練習問題:
「Objective — one dot per instance of the person in」を含む行から「[[499, 338]]」を含む行まで（両端を含む）の記録だけを、指示文も含めて書き直すこと。その際、答えの座標の数値はすべて1.1倍に拡大し、四捨五入で整数にすること。

データ欄:
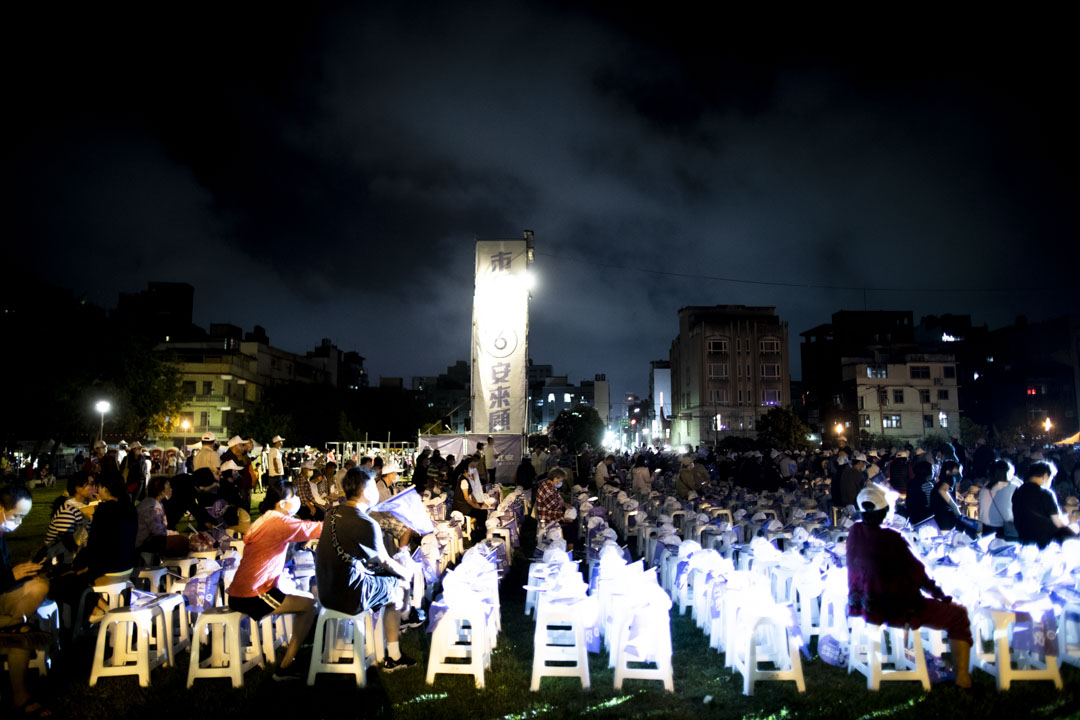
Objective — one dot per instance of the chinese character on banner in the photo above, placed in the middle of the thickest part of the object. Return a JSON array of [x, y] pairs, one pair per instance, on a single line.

--

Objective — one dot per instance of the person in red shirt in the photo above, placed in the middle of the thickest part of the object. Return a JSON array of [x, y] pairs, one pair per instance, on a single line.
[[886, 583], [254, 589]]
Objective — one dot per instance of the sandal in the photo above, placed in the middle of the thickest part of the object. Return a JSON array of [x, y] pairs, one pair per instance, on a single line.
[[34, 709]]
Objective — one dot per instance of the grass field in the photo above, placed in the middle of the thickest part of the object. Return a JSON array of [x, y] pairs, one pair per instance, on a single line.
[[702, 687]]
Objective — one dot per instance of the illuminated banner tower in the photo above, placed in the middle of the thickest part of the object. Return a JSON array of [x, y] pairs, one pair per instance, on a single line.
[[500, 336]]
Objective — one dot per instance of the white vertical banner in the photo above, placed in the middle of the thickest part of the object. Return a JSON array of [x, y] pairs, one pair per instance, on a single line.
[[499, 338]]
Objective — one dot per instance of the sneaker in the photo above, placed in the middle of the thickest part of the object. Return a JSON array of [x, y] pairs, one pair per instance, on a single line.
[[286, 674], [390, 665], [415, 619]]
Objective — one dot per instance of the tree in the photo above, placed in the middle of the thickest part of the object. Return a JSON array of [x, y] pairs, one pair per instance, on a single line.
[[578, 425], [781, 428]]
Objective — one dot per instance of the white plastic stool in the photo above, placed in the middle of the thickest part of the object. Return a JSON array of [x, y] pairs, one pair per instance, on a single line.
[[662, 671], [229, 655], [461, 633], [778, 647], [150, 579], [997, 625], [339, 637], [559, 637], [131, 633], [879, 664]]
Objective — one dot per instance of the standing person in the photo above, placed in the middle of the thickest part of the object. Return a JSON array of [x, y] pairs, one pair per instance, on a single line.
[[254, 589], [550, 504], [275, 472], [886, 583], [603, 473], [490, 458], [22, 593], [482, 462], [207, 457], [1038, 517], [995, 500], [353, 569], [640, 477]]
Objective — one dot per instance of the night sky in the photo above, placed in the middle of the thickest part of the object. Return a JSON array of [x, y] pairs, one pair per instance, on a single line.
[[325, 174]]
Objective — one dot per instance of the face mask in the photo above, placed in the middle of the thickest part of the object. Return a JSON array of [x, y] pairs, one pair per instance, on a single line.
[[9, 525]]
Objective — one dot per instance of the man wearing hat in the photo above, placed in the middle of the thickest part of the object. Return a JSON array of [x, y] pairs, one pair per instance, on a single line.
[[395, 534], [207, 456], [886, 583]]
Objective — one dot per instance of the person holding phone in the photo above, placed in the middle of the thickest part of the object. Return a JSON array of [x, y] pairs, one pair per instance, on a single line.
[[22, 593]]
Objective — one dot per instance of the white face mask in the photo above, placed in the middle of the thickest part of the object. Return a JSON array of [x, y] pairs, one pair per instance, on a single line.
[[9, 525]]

解答:
Objective — one dot per instance of the person in red shirt in the photo above, placed in the middle of the thickest part of the object. Return a JSON array of [x, y] pairs, one pair per instance, on a single line.
[[975, 641], [279, 648]]
Objective — one dot per instance of the sandal in the photo above, placed in the middle of the thickest part of the object. Return a JSON array of [x, y] pairs, one pair per instance, on a single line.
[[37, 780]]
Objective — one dot per instance of the grass field in the photo above, placed in the middle of the thickest part of the object. Return a JSON array of [x, y] pairs, one pair per instance, on a single line.
[[772, 756]]
Objective — one dot per instance of the illuminated banner tower in the photo above, placed in the middle of the thickest part of the object. Return a JSON array of [x, y] pairs, one pair per instance, on a single line.
[[550, 370]]
Objective — one dot per instance of the white vertical banner in the photo above, placed in the middle of the thickest part of the object. Return a JSON array of [x, y] pairs, one pair per instance, on a single line.
[[549, 372]]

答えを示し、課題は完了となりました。